◆ **Problem description**
Repeat every entry exactly as given.

◆ **Extracted data**
########

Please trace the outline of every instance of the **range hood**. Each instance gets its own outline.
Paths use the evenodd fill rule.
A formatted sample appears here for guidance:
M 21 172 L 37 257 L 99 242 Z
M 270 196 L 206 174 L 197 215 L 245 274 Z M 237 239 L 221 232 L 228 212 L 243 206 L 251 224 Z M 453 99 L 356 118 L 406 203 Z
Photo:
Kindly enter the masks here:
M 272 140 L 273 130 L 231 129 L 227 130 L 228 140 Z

########

◆ **Exercise result**
Please trace the outline of every instance of the **range hood**. Each instance gets its own outline.
Paths use the evenodd fill rule.
A formatted sample appears here for guidance:
M 21 172 L 37 257 L 99 242 Z
M 270 196 L 206 174 L 197 215 L 245 274 Z M 237 239 L 221 232 L 228 212 L 243 206 L 251 224 Z M 453 99 L 356 118 L 406 203 Z
Photo:
Kindly enter the masks here:
M 272 140 L 273 130 L 231 129 L 227 130 L 228 140 Z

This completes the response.